* [BRIEF] Transcribe every record as it stands and set the images aside.

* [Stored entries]
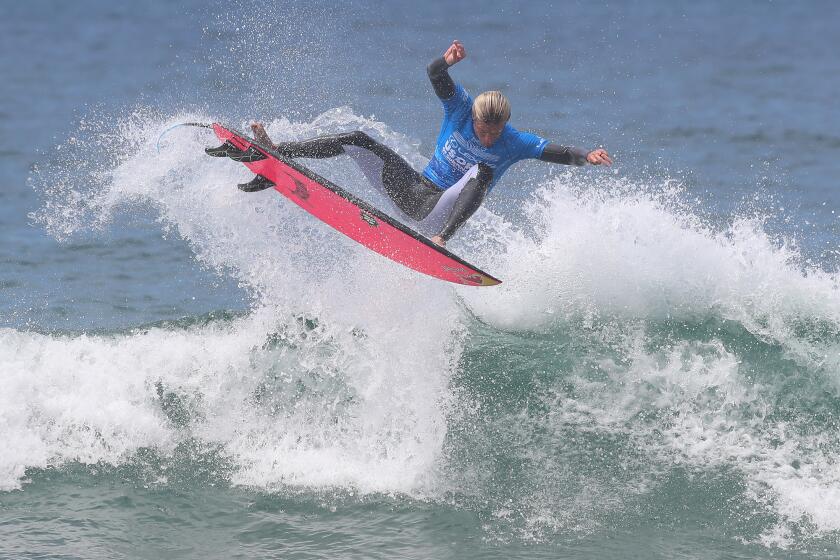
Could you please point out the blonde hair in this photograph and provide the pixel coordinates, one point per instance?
(491, 107)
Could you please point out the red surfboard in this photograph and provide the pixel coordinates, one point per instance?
(354, 217)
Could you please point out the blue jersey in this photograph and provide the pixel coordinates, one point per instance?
(458, 148)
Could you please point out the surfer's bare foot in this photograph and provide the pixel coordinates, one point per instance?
(261, 135)
(258, 183)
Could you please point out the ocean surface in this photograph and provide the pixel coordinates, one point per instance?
(189, 371)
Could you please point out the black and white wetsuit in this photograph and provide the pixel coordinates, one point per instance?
(462, 171)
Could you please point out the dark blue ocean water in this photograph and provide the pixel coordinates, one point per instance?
(189, 371)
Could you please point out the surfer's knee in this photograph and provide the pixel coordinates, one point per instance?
(356, 138)
(484, 175)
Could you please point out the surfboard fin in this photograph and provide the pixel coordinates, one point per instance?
(229, 150)
(258, 183)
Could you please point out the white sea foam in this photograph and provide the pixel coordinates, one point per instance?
(362, 398)
(613, 258)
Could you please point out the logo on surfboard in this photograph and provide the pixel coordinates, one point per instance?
(300, 190)
(369, 219)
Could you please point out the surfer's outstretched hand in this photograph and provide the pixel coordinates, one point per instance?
(455, 53)
(599, 157)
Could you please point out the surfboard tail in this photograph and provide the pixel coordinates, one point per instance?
(345, 212)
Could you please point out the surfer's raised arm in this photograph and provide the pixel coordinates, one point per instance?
(570, 155)
(438, 70)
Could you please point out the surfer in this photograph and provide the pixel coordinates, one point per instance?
(475, 147)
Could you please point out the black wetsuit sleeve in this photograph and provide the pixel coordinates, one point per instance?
(567, 155)
(438, 72)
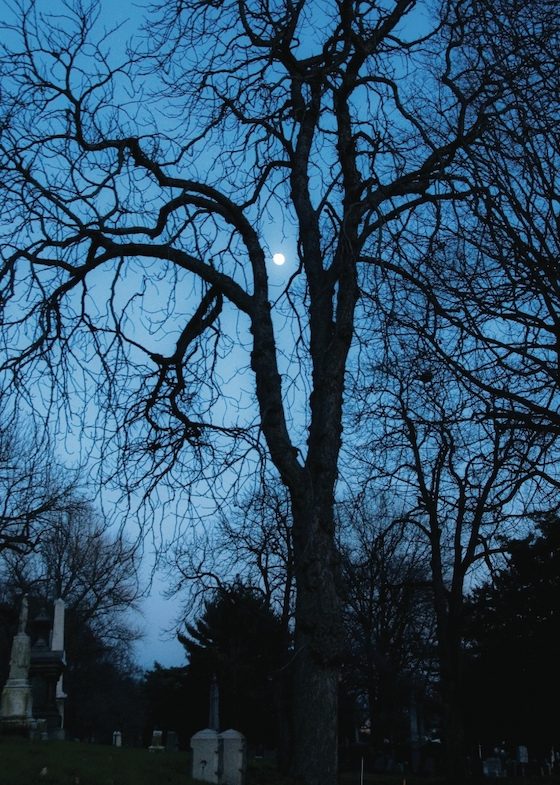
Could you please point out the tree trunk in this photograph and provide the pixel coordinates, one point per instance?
(318, 638)
(450, 676)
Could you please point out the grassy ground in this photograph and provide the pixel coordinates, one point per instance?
(70, 763)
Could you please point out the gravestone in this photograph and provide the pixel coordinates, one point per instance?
(157, 741)
(16, 703)
(45, 671)
(171, 741)
(234, 757)
(492, 767)
(207, 756)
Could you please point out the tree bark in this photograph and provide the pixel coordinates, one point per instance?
(317, 654)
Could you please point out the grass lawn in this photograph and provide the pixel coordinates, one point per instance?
(25, 762)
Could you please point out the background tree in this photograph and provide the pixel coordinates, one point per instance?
(34, 488)
(94, 571)
(240, 641)
(341, 130)
(389, 619)
(463, 481)
(511, 687)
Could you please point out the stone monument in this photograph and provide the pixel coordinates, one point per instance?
(16, 705)
(218, 758)
(45, 672)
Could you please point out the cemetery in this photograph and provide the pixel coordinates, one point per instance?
(279, 388)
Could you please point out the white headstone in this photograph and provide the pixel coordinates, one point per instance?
(207, 763)
(57, 642)
(234, 757)
(157, 741)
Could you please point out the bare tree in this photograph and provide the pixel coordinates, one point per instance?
(138, 199)
(34, 489)
(389, 614)
(464, 483)
(251, 542)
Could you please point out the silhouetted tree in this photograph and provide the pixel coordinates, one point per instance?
(389, 617)
(241, 641)
(34, 488)
(511, 689)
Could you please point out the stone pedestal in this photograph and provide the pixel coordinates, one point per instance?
(234, 757)
(207, 763)
(219, 758)
(44, 673)
(16, 703)
(157, 742)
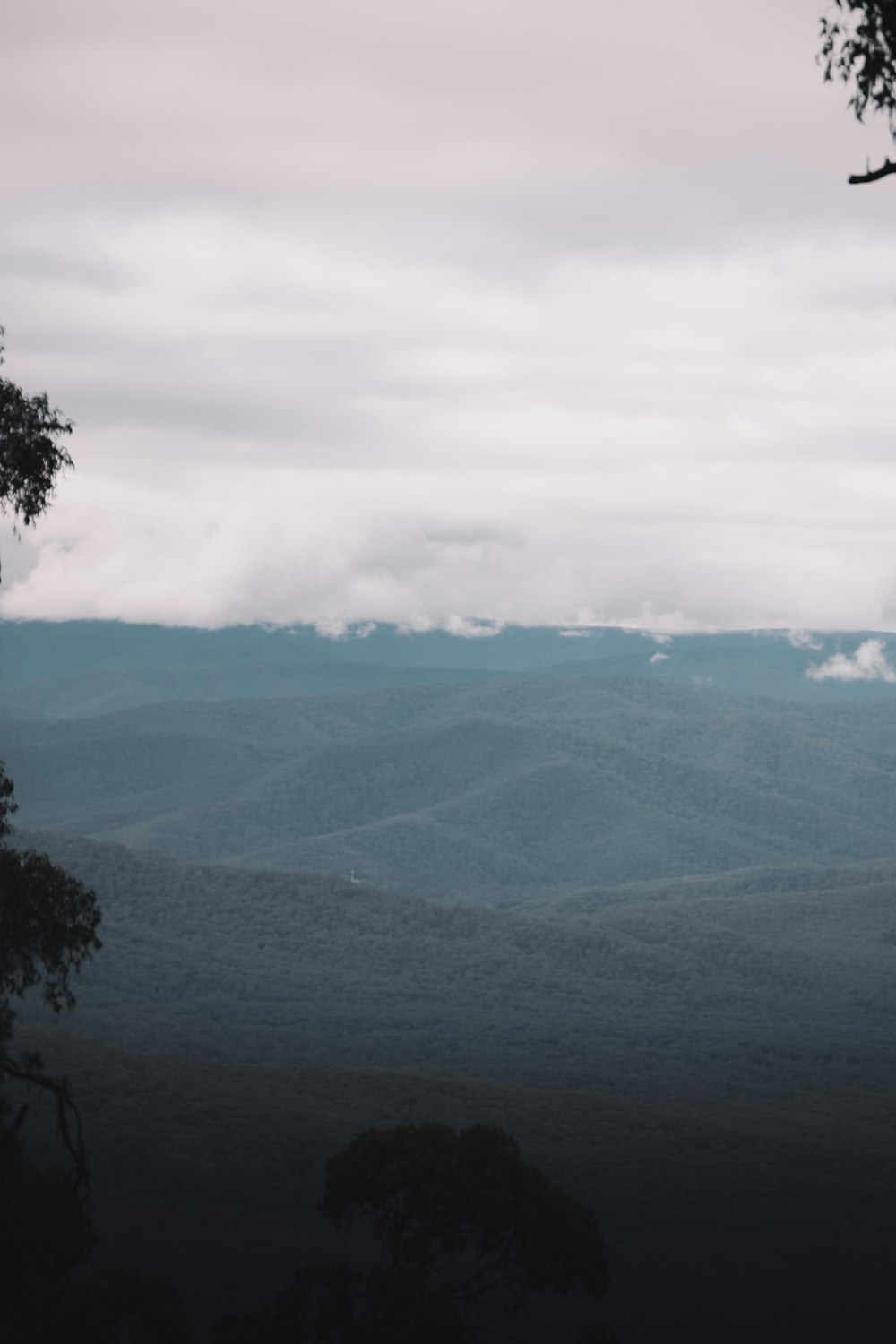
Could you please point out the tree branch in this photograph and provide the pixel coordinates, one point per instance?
(67, 1115)
(874, 177)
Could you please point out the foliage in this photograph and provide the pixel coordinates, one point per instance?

* [ANSWER BOX]
Could you please point out the blonde hair in this photograph and provide the pixel coordinates, one point per instance?
(491, 107)
Could you please point out the red surfboard in this photograph and provide the pixel coordinates, one point per instance?
(354, 217)
Could you please point out the blue jersey in this photograph and provide the pixel coordinates, one point per instance?
(458, 148)
Could you please point out the surfer's bare foot in this photograph and provide the pixel coordinates, one point per instance?
(261, 135)
(258, 183)
Could you please point out the ocean surface in this photograph and provide the pixel coordinates, one point per instance?
(189, 371)
Could you please point out the black and white wetsuit in this photograph and provide the pixel coordinates, one point per instance?
(462, 171)
Could you please point out the dark blue ocean water in this photograph and provide the pixel coordinates, one point per instance?
(189, 371)
Could you please point out the surfer's knee in this photograph and provide the pixel coordinates, one point per instance?
(356, 138)
(484, 175)
Could you please point out the surfboard fin in this photograph and provide the pixel coordinates, one point per instance?
(229, 150)
(258, 183)
Could you please point out the white sea foam in this photograph and provide the pixel coordinates, one point per instance?
(362, 398)
(613, 258)
Could you please point out the logo on surfboard in this photograph and provide the pixel coordinates, one point per instance?
(300, 190)
(369, 219)
Could you please point out the surfer's outstretched hand in this photograph and provide the pixel coordinates, one point per instance?
(455, 53)
(599, 157)
Could you please point out the surfboard tail in this photograph and provide the pixel coordinates, one point per instance?
(345, 212)
Could you please point out the surfer's raised arm in this photograph and provide the pixel coordinates, one point per instance?
(570, 155)
(438, 70)
Could you please point out the surfer in this photograph and provide the pixel coordinates, one point per instance?
(475, 147)
Could you please point out the black wetsuit sleeve in this photograph and provide the pixel coordinates, one point per instance?
(567, 155)
(438, 72)
Could you please point out the tree trunk in this photograph and provide the pixel coordinates, one point per instance?
(318, 638)
(450, 676)
Could you please point out the grassy ground in this photograph and provide the pixel coordinates, one point per instance?
(70, 763)
Could you please point out the gravestone in this photograph and provide the pixel coordinates, one point per instance?
(157, 741)
(16, 703)
(45, 671)
(171, 741)
(234, 757)
(492, 767)
(207, 756)
Could you please point out the tree bark in this photograph and provide the pixel coordinates, one point per instance?
(317, 654)
Could you please point out the grass lawn in this photograph and provide the pixel coordinates, one point per instance?
(25, 762)
Could you please point out the background tree in this photograph and provide the pixel coordinates, one point per instance?
(34, 488)
(94, 571)
(240, 641)
(341, 130)
(389, 619)
(463, 481)
(511, 687)
Could you please point out the stone monument in this photograph and provide the pixel coordinates, one point per instance?
(16, 705)
(218, 758)
(45, 672)
Could you please point out the cemetery in this photograph and provide the pixel coordinates, one point per instance?
(279, 388)
Could you please point out the white headstone in this photograph and provide the pixel coordinates, one point per instance?
(207, 763)
(57, 642)
(234, 757)
(157, 741)
Could you please point out the bare tree in this photograph and provide the pixel coordinates, one point per instance?
(138, 199)
(34, 489)
(389, 614)
(464, 483)
(251, 542)
Could you please point out the silhouetted tree in this photograph and provide the pixel coordinates, one point per instance?
(389, 617)
(241, 641)
(34, 488)
(511, 689)
Could you please point out the stone pedestal in this photograph and provide the pixel coordinates, one point per instance?
(234, 757)
(207, 763)
(219, 758)
(44, 673)
(16, 703)
(157, 742)
Could you please point out the tree branch in this photograph and provide the pixel coordinates, one point per instance?
(67, 1115)
(874, 177)
Could you please point out the foliage in this photograph and provide the pixel coordinates, one point per instance?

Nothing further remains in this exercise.